COMPITO A
Secondo l'estratto della pagina sull'incontro con Assad, quanti anni ha il presidente siriano?

L’ALTRO DEGLI ALTRI/Colpe, disinformazioni e sbocchi della tragedia siriana spiegati da Assad

Stefano Feltri, vice direttore del Fatto quotidiano ha avuto, con un gruppo di altri giornalisti, l’opportunità di accompagnare una delegazione di europarlamentari che, a titolo personale, cercano di riattivare un’azione diplomatica europea sullo scenario siriano. Tra i promotori dell’iniziativa ci sono anche due europarlamentari italiani, Fabio Massimo Castaldo del Movimento 5 Stelle e Stefano Maullu di Forza Italia. La delegazione ha avuto un incontro con il 52enne presidente siriano Assad, di cui Feltri ha fatto un resoconto di grande interesse, che si potrà leggere integralmente sul Fatto quotidiano. Riteniamo utile per i nostri lettori riportare alcuni dei passi significativi di quell’incontro, dal quale emergono elementi che al pubblico occidentale sono sconosciuti o arrivano distorti.

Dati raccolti
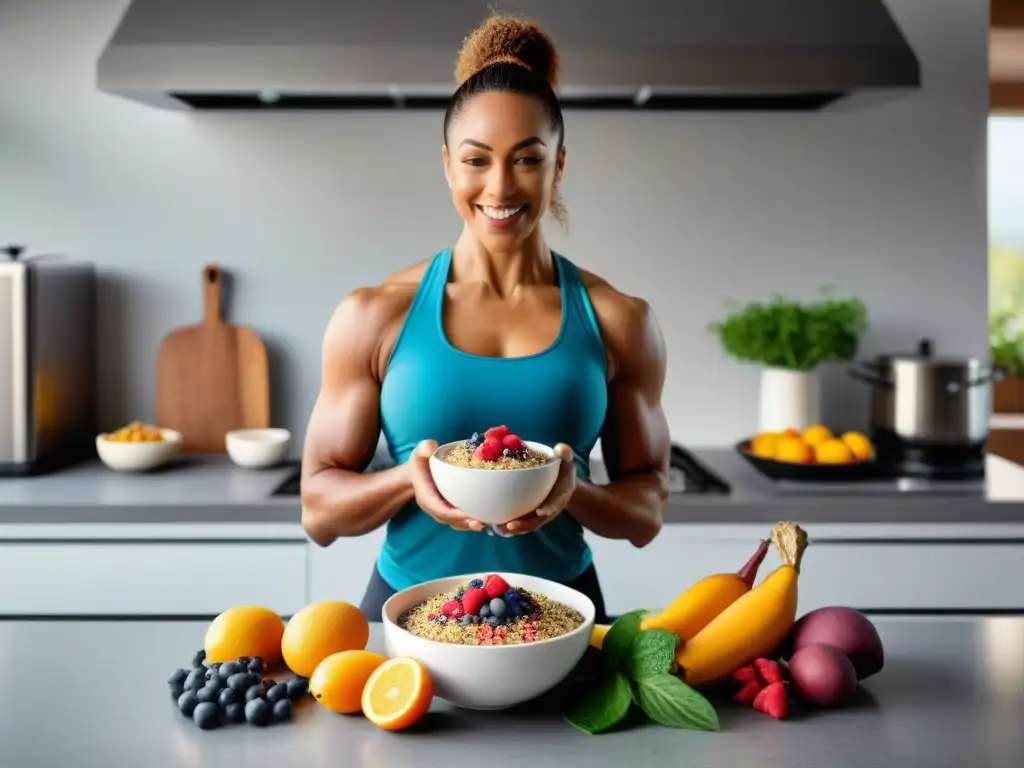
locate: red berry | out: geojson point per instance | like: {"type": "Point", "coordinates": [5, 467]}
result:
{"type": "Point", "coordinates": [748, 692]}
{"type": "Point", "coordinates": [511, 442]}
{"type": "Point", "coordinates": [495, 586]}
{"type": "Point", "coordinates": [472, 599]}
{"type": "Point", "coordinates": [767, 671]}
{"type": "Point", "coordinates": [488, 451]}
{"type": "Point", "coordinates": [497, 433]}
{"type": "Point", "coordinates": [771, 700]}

* * *

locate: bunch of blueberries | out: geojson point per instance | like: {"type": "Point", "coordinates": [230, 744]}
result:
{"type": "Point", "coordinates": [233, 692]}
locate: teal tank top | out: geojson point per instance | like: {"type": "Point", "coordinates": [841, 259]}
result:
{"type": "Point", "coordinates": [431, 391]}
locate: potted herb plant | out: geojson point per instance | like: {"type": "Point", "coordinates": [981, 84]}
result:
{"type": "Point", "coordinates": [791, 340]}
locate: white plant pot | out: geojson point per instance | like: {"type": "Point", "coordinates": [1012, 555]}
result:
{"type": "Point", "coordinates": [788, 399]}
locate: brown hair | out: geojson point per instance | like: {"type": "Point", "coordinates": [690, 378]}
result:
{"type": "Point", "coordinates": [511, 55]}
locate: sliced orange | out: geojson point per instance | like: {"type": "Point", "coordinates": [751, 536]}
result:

COMPITO B
Mostra ogni riga del listato che contiene la stringa "locate".

OUTPUT CORRETTO A
Il presidente siriano Assad ha 52 anni.

OUTPUT CORRETTO B
locate: red berry | out: geojson point per instance | like: {"type": "Point", "coordinates": [5, 467]}
locate: bunch of blueberries | out: geojson point per instance | like: {"type": "Point", "coordinates": [230, 744]}
locate: teal tank top | out: geojson point per instance | like: {"type": "Point", "coordinates": [841, 259]}
locate: potted herb plant | out: geojson point per instance | like: {"type": "Point", "coordinates": [981, 84]}
locate: white plant pot | out: geojson point per instance | like: {"type": "Point", "coordinates": [1012, 555]}
locate: brown hair | out: geojson point per instance | like: {"type": "Point", "coordinates": [690, 378]}
locate: sliced orange | out: geojson point per instance | like: {"type": "Point", "coordinates": [751, 536]}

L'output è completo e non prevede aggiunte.